::: Recorded data :::
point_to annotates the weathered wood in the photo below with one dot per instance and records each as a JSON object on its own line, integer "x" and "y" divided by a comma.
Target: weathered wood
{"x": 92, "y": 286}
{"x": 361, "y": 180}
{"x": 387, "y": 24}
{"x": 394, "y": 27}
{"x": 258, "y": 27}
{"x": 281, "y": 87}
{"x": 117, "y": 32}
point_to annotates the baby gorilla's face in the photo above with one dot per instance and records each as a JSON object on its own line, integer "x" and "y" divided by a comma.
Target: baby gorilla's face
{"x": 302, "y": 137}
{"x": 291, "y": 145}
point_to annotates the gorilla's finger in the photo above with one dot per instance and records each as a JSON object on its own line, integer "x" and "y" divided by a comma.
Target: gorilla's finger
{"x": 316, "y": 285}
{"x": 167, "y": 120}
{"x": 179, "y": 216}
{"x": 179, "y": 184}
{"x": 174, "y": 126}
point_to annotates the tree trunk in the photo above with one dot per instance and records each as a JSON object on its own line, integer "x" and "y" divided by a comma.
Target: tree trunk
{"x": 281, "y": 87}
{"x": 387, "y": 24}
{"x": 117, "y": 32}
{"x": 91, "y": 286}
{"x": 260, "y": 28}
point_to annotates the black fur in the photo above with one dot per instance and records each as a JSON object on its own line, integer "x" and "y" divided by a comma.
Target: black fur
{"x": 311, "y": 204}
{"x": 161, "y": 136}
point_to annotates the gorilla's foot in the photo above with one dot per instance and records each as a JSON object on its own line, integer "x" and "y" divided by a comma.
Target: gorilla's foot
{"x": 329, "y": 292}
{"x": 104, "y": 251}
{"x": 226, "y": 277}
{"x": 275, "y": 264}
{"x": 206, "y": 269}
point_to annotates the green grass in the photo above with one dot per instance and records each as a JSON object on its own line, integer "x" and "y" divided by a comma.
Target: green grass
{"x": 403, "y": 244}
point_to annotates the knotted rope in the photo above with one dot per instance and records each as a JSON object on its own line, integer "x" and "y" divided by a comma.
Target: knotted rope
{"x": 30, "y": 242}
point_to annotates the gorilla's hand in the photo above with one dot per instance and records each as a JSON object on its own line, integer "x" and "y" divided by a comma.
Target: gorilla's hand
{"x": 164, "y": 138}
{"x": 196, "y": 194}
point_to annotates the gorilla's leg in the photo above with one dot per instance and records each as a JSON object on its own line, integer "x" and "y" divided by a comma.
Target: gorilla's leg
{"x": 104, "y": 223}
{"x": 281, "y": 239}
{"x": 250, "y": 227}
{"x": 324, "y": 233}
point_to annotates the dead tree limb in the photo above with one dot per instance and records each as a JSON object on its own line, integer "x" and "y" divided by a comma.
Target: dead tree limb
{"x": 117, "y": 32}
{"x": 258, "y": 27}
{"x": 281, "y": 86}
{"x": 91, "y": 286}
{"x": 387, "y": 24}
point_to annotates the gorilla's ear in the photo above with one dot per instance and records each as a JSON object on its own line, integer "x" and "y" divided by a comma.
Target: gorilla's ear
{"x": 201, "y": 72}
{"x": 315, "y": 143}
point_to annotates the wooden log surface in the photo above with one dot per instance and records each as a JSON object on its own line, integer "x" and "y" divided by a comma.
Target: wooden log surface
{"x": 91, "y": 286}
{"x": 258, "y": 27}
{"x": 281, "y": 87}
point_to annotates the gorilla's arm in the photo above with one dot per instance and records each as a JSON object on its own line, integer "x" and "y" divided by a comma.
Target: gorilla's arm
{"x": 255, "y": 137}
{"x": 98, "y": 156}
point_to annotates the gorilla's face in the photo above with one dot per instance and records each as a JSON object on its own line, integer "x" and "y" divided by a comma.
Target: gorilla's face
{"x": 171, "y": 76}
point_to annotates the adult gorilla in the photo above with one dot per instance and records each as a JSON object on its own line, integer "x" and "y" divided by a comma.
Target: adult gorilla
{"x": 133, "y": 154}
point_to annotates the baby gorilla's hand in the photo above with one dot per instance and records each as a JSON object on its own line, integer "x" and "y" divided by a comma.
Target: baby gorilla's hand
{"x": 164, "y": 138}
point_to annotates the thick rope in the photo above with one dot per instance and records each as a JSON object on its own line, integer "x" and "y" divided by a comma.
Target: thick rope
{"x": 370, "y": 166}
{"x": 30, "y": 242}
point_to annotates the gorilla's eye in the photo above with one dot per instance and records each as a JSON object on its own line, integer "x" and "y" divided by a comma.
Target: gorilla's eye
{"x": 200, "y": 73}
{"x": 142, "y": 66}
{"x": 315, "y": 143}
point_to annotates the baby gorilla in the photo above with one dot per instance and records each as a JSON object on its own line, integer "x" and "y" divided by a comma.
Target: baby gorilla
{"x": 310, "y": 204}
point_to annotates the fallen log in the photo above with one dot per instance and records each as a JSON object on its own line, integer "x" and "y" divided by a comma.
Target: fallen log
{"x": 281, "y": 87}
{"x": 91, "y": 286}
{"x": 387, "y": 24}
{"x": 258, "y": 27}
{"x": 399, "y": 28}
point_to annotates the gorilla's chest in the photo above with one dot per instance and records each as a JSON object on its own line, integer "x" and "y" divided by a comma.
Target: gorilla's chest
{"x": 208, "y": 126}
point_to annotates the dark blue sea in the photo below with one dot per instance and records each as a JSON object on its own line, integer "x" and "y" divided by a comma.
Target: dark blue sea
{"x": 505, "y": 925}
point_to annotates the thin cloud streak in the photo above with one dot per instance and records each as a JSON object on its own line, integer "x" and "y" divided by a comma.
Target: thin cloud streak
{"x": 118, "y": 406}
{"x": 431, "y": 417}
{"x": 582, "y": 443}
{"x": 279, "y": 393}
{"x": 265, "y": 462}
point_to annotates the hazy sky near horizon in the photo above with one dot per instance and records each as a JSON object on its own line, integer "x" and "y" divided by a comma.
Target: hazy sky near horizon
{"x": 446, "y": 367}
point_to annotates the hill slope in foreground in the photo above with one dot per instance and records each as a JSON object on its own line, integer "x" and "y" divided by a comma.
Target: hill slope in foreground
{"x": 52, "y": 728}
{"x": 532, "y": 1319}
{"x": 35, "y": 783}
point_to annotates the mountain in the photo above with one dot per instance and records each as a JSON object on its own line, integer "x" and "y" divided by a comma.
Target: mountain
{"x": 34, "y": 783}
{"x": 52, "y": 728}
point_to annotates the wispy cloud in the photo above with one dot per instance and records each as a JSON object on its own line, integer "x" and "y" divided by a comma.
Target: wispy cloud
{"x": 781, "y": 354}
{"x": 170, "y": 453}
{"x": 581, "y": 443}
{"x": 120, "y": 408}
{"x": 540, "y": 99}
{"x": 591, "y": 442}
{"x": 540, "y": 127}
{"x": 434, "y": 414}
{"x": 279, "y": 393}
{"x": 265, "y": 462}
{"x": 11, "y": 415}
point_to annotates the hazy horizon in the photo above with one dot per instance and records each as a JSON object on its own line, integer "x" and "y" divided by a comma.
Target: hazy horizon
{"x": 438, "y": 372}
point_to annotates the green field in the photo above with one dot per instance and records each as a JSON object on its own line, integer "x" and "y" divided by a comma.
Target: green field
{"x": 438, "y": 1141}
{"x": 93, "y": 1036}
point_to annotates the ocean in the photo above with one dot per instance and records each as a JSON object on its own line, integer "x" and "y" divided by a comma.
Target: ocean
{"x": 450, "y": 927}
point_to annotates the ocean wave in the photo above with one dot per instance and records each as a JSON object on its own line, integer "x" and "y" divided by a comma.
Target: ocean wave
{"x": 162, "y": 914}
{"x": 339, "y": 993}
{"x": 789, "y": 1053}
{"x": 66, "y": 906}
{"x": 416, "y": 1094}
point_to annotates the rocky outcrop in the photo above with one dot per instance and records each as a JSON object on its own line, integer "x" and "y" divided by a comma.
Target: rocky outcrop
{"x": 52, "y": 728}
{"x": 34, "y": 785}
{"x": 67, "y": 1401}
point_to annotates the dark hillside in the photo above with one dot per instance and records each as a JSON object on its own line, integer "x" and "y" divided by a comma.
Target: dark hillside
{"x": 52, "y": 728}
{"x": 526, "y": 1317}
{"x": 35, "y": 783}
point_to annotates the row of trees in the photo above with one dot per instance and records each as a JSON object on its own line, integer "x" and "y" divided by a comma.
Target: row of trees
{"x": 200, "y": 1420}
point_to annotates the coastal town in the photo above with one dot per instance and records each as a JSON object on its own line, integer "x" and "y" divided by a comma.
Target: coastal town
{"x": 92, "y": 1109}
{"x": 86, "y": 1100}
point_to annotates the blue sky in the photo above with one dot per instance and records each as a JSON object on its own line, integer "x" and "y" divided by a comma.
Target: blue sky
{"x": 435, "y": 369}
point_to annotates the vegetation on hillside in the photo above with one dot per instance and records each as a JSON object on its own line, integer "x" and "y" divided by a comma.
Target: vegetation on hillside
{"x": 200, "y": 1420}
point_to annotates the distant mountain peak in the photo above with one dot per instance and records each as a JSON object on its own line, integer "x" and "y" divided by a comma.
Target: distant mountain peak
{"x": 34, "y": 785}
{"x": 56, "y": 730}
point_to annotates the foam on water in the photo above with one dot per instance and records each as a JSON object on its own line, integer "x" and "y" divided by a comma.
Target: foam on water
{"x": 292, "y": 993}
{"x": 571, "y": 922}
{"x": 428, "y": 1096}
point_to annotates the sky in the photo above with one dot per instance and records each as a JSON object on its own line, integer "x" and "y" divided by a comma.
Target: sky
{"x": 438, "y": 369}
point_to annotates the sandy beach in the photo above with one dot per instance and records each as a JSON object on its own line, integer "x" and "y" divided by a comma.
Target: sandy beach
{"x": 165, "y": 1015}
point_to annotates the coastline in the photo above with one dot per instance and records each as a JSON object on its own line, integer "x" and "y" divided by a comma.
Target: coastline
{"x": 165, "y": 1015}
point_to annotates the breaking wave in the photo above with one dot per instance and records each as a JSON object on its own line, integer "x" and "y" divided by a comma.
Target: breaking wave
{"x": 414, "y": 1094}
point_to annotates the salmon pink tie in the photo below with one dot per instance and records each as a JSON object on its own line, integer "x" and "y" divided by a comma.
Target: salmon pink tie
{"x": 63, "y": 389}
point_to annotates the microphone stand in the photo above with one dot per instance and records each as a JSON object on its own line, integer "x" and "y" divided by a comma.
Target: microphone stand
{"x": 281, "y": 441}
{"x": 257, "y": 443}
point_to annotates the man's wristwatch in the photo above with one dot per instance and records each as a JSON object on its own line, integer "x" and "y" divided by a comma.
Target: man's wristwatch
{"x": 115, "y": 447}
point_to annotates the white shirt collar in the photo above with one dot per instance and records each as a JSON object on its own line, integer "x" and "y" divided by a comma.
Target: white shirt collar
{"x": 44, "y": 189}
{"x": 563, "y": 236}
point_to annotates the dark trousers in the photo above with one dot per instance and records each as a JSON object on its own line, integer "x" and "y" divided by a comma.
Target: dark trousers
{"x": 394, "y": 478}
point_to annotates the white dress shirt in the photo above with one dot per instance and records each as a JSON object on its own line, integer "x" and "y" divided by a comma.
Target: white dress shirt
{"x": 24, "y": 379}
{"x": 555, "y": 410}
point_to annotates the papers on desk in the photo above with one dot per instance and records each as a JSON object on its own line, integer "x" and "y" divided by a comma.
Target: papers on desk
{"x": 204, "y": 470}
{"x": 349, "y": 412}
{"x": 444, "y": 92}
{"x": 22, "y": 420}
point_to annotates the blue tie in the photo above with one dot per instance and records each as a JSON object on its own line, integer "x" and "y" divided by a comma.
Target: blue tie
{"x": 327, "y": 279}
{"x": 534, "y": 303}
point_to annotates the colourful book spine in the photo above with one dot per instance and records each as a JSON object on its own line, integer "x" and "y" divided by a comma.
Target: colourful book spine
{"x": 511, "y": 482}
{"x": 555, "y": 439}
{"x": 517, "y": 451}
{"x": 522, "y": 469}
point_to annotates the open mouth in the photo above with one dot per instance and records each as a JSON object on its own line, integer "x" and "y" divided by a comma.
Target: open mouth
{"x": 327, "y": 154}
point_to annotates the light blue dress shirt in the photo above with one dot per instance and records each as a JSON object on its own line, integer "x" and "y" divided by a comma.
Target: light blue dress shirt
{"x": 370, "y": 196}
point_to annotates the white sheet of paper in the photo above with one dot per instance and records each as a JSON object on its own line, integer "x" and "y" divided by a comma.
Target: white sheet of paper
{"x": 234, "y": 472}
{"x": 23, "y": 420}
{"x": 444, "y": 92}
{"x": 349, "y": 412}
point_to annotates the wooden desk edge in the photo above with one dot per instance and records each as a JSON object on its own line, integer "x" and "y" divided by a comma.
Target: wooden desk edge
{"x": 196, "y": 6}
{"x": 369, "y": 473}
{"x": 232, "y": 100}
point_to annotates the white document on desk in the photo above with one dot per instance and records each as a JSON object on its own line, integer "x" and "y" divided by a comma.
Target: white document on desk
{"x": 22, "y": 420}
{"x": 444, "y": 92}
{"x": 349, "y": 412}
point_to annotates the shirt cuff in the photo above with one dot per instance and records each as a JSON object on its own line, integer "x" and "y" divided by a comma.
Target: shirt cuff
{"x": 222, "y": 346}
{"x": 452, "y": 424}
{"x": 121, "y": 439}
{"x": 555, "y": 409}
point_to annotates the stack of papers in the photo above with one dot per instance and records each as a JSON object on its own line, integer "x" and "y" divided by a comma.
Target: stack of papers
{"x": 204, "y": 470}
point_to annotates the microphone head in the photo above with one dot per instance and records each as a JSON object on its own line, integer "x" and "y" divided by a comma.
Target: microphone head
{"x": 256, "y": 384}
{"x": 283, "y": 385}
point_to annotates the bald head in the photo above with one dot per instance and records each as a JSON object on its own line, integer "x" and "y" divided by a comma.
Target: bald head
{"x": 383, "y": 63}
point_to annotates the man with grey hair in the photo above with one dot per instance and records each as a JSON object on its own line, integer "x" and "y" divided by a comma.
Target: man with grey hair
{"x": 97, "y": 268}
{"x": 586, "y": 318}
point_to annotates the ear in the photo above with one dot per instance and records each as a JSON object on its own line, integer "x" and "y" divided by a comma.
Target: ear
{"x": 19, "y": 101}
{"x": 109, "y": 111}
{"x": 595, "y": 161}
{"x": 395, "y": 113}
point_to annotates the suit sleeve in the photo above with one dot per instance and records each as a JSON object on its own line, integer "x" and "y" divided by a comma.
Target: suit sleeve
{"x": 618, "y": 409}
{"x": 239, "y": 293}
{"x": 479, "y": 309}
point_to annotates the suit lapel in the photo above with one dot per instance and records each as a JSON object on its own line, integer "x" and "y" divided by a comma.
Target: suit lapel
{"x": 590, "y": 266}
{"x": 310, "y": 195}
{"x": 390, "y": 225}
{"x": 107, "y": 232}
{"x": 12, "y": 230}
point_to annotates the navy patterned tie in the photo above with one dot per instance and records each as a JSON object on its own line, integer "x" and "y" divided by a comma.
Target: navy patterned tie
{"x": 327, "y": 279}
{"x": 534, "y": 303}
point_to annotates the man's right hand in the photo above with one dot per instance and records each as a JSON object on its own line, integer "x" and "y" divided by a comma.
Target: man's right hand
:::
• [Task to complete] Copy the records from the line containing "point_to annotates the navy" through the end of the records, requests included, adding 16 to every x and y coordinate in the answers.

• [The response]
point_to annotates the navy patterned tie in the photo above with one dot per instance and records each as a JSON object on its own line, integer "x" and "y" divided by a comma.
Target: navy patterned tie
{"x": 343, "y": 295}
{"x": 550, "y": 319}
point_to annotates the man's right hand in the photo above with one dot per instance and records each as a JSON object on its own line, integer "x" and "y" divided by a comma.
Target: man's right hand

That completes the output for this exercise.